* begin *
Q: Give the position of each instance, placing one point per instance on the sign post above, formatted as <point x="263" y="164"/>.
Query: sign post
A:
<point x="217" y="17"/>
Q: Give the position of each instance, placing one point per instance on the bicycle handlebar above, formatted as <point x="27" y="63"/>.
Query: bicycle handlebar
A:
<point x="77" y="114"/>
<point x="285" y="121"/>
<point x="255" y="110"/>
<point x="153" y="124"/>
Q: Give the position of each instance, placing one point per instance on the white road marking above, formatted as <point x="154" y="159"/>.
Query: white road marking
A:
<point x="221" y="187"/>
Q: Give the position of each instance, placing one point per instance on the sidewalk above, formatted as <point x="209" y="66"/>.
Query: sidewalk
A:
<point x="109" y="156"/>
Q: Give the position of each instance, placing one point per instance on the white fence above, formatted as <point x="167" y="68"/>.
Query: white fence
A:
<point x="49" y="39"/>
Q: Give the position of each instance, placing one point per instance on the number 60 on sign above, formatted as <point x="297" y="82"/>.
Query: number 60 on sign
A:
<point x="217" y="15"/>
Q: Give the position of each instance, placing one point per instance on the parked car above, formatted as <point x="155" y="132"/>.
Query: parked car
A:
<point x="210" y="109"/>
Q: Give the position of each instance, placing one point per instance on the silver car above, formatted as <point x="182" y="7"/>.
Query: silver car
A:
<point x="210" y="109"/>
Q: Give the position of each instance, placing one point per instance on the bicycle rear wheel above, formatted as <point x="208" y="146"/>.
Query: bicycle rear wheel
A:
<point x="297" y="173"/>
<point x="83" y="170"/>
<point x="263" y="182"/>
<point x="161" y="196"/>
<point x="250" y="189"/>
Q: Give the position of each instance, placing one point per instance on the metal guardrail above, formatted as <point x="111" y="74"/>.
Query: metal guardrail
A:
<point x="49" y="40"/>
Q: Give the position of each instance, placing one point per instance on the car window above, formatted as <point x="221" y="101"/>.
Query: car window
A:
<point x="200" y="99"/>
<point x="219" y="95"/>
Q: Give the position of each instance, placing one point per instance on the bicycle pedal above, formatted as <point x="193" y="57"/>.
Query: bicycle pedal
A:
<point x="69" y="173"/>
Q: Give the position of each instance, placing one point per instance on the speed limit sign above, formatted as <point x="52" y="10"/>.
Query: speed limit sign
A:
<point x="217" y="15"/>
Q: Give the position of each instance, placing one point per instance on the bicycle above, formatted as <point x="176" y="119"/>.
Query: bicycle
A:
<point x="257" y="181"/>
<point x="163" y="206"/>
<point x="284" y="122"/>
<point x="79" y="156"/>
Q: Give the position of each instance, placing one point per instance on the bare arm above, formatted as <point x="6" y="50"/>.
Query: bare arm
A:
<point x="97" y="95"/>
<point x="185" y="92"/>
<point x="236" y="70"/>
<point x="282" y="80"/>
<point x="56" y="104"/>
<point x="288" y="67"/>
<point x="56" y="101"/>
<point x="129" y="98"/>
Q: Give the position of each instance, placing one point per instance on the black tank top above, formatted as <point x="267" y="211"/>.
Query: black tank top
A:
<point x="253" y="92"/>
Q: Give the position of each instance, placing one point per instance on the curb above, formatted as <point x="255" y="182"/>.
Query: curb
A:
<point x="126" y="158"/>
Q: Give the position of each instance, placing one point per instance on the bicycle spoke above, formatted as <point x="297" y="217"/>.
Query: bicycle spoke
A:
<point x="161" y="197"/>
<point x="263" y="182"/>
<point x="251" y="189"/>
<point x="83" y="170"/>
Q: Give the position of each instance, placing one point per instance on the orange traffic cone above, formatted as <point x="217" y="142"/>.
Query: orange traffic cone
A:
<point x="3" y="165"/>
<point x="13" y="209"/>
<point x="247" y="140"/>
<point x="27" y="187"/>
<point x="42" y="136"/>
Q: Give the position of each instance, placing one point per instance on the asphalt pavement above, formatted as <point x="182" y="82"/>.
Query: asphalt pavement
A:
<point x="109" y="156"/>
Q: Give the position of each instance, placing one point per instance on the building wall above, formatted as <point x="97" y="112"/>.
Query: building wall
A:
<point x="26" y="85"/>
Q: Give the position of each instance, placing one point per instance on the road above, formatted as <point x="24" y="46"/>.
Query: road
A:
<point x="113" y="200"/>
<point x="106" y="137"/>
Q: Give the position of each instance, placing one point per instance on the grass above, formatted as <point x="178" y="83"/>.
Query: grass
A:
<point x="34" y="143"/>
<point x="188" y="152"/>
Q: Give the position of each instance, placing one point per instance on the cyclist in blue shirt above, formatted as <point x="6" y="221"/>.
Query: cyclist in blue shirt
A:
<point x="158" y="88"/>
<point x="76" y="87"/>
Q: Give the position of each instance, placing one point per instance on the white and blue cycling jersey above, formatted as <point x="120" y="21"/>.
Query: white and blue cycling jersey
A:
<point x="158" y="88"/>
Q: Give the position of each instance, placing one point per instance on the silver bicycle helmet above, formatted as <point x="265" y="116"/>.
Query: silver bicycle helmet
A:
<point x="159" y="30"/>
* end *
> [Given task]: Reproduce all of the records above word for word, with no changes or omissions.

> [Output of the exercise]:
Q: Give the position of each instance, placing one point per instance on the sign post above, formatted as <point x="263" y="164"/>.
Query: sign post
A:
<point x="217" y="17"/>
Q: Give the position of each instance, placing one point per instance on the bicycle handlebar above, formatted as <point x="27" y="63"/>.
Query: bicycle handlebar
A:
<point x="77" y="114"/>
<point x="285" y="121"/>
<point x="255" y="110"/>
<point x="153" y="124"/>
Q: Give the position of each instance, placing one point per instance on the white road marking above, formatted as <point x="154" y="159"/>.
Query: white road marking
A:
<point x="221" y="187"/>
Q: Give the position of each instance, placing one point per instance on the sidewalk above, formatted as <point x="209" y="66"/>.
Query: sidewalk
A:
<point x="109" y="156"/>
Q: Give the position of each instance, placing one point per instance on the white fence above, formatted as <point x="167" y="68"/>.
Query: white fence
A:
<point x="49" y="39"/>
Q: Give the position of each instance, placing one point per instance on the number 60 on sign above, formatted as <point x="297" y="82"/>.
Query: number 60 on sign
A:
<point x="217" y="15"/>
Q: Give the position of each instance, placing one point per instance on the parked car above, formatted as <point x="155" y="132"/>.
Query: parked car
A:
<point x="210" y="109"/>
Q: Give the position of each instance, placing one point per instance on the silver car above, formatted as <point x="182" y="7"/>.
Query: silver car
A:
<point x="210" y="109"/>
Q: Give the position of each instance, placing one point per instance on the bicycle rear wheel above, formatted as <point x="208" y="146"/>.
Query: bicycle rear wheel
A:
<point x="297" y="173"/>
<point x="83" y="170"/>
<point x="263" y="182"/>
<point x="161" y="196"/>
<point x="250" y="189"/>
Q: Give the position of each instance, placing one point per instance on the metal guardrail above, formatted as <point x="111" y="74"/>.
Query: metal guardrail
A:
<point x="49" y="40"/>
Q: Give the position of each instance, placing one point per instance on the car window above, formatted as <point x="221" y="101"/>.
Query: car window
A:
<point x="200" y="99"/>
<point x="219" y="95"/>
Q: Give the position of each instance, placing one point per instance on the bicycle pedal above, formatted as <point x="193" y="57"/>.
Query: bicycle pedal
A:
<point x="69" y="173"/>
Q: Give the position of each instance, placing one point per instance on the speed limit sign above, formatted as <point x="52" y="10"/>.
Query: speed limit sign
A:
<point x="217" y="15"/>
Q: Give the position of each instance, placing one point per instance on the bicycle above, formatted as <point x="176" y="119"/>.
Query: bicycle
A:
<point x="257" y="181"/>
<point x="163" y="206"/>
<point x="284" y="122"/>
<point x="79" y="156"/>
Q: Give the position of each instance, placing one point per instance on the bare arm above, formatted as <point x="6" y="50"/>.
Query: bare arm
A:
<point x="97" y="95"/>
<point x="185" y="92"/>
<point x="236" y="70"/>
<point x="282" y="80"/>
<point x="56" y="104"/>
<point x="288" y="67"/>
<point x="56" y="101"/>
<point x="129" y="98"/>
Q: Give the position of each instance, placing one point per instance on the black tank top above, formatted as <point x="267" y="211"/>.
Query: black tank top
A:
<point x="253" y="92"/>
Q: Give the position of each instance, placing one point per instance on the curb above, formatted as <point x="255" y="182"/>.
Query: curb
A:
<point x="126" y="158"/>
Q: Give the position of each instance, placing one point per instance on the bicycle spoke above, formatted as <point x="297" y="217"/>.
Query: bicycle spoke
A:
<point x="161" y="197"/>
<point x="263" y="182"/>
<point x="251" y="189"/>
<point x="83" y="170"/>
Q: Give the position of each instance, placing one point per instance on the orange traffic cone above, formatted as <point x="217" y="142"/>.
Query: orange traffic cone
A:
<point x="3" y="165"/>
<point x="13" y="209"/>
<point x="247" y="140"/>
<point x="27" y="187"/>
<point x="42" y="136"/>
Q: Give the position of each instance, placing one point per instance on the asphalt pavement above, formatted as <point x="182" y="82"/>.
Query: asphalt pavement
A:
<point x="109" y="156"/>
Q: Give the position of each instance, placing one point per instance on the building wall above, formatted as <point x="97" y="112"/>.
Query: building wall
A:
<point x="26" y="85"/>
Q: Give the position of each instance, placing one point per instance on the road above, formatted as <point x="24" y="46"/>.
Query: road
A:
<point x="113" y="200"/>
<point x="106" y="137"/>
Q: Give the position of each instance, placing one point per instance on the grass above, formatted as <point x="178" y="83"/>.
Query: grass
A:
<point x="34" y="143"/>
<point x="188" y="152"/>
Q: Give the position of each instance, placing one point per instance on the cyclist in blue shirt above, formatted as <point x="6" y="221"/>.
Query: cyclist in blue shirt
A:
<point x="158" y="88"/>
<point x="76" y="87"/>
Q: Give the position of each instance, placing one point per instance on the white and blue cycling jersey above, formatted as <point x="120" y="21"/>.
Query: white and blue cycling jersey
A:
<point x="158" y="88"/>
Q: Give the position of each instance, placing one point per instance on the silver bicycle helmet above, formatted as <point x="265" y="116"/>.
Query: silver bicycle helmet
A:
<point x="159" y="30"/>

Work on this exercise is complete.